Listing =

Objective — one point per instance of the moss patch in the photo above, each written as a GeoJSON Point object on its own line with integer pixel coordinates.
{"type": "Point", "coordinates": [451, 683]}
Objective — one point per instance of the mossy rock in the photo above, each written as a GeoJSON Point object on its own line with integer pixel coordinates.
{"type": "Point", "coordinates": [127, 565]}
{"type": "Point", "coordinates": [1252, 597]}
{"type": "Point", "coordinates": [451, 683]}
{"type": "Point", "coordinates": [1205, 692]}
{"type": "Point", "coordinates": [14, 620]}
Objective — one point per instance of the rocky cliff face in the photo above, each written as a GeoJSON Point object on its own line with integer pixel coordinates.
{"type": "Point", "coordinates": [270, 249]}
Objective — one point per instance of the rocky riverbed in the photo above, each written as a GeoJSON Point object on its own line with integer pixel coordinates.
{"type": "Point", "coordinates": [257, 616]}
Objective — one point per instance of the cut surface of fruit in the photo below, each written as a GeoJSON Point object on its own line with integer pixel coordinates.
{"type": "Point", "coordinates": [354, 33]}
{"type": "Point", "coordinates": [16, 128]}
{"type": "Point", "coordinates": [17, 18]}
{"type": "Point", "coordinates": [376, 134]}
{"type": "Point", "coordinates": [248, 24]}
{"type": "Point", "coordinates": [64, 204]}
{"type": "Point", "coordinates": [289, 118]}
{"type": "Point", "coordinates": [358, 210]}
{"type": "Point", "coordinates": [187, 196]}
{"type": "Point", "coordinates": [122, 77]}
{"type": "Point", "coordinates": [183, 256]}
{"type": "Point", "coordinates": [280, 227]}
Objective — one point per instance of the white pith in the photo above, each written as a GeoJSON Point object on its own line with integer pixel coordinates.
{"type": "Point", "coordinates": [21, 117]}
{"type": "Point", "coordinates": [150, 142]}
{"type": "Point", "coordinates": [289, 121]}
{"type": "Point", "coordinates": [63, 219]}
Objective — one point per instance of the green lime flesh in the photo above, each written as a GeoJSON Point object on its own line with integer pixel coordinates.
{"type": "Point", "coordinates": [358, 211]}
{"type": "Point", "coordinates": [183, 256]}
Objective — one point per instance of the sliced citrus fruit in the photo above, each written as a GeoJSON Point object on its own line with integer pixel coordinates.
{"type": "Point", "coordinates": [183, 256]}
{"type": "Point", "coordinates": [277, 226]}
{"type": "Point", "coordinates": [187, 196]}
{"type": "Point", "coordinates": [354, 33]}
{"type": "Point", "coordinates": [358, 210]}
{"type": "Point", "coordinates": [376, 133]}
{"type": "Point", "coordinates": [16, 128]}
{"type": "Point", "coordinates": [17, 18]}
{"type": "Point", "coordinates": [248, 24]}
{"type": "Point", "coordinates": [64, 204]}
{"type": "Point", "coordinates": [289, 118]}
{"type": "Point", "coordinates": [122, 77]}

What you should do =
Switch each "integer pixel coordinates" in the listing above to "whole-number pixel coordinates", then give the whole listing again with everything else left unchanged.

Exercise result =
Objective — one point per instance of the moss patch in the photo above, each written as a GeoJSON Point object on its own line with whole-number pixel coordinates.
{"type": "Point", "coordinates": [451, 683]}
Objective — one point per instance of the mossy rock in the photo above, each written as a GeoJSON Point object on its own line with whole-number pixel coordinates.
{"type": "Point", "coordinates": [127, 565]}
{"type": "Point", "coordinates": [1252, 597]}
{"type": "Point", "coordinates": [451, 683]}
{"type": "Point", "coordinates": [1205, 692]}
{"type": "Point", "coordinates": [14, 620]}
Objective — one point per instance of the rocky cliff face in the photo above, each written as a GeoJSON Point object on its own line with whole-number pixel coordinates.
{"type": "Point", "coordinates": [270, 249]}
Objective — one point per instance of the rocky riverbed in the photo above, each written as a GeoJSON Point object on its own line with whole-number pixel coordinates.
{"type": "Point", "coordinates": [257, 616]}
Objective — one point per instance of the cut surface of fruit in the photo below, each written as a GeoJSON Point object on its own line with whole-number pixel coordinates.
{"type": "Point", "coordinates": [354, 33]}
{"type": "Point", "coordinates": [16, 128]}
{"type": "Point", "coordinates": [17, 18]}
{"type": "Point", "coordinates": [376, 134]}
{"type": "Point", "coordinates": [248, 24]}
{"type": "Point", "coordinates": [64, 204]}
{"type": "Point", "coordinates": [289, 118]}
{"type": "Point", "coordinates": [358, 210]}
{"type": "Point", "coordinates": [187, 196]}
{"type": "Point", "coordinates": [122, 77]}
{"type": "Point", "coordinates": [183, 256]}
{"type": "Point", "coordinates": [280, 227]}
Objective — one point per instance of the white pith in the photo above, each written as a GeoJSON Point object on its own line with whole-number pixel coordinates.
{"type": "Point", "coordinates": [21, 117]}
{"type": "Point", "coordinates": [150, 142]}
{"type": "Point", "coordinates": [289, 121]}
{"type": "Point", "coordinates": [63, 219]}
Objective — one point per instance of the green lime flesh in the photo above, each written as a GeoJSON Point object on its own line with whole-number pixel coordinates.
{"type": "Point", "coordinates": [358, 211]}
{"type": "Point", "coordinates": [183, 256]}
Objective — one point per instance of the sliced citrus fruit in the photo above, each written as a GeoJSON Point object on its own line with whole-number pixel coordinates.
{"type": "Point", "coordinates": [183, 256]}
{"type": "Point", "coordinates": [277, 226]}
{"type": "Point", "coordinates": [187, 196]}
{"type": "Point", "coordinates": [354, 33]}
{"type": "Point", "coordinates": [358, 210]}
{"type": "Point", "coordinates": [376, 133]}
{"type": "Point", "coordinates": [16, 128]}
{"type": "Point", "coordinates": [17, 18]}
{"type": "Point", "coordinates": [248, 24]}
{"type": "Point", "coordinates": [64, 204]}
{"type": "Point", "coordinates": [289, 118]}
{"type": "Point", "coordinates": [122, 77]}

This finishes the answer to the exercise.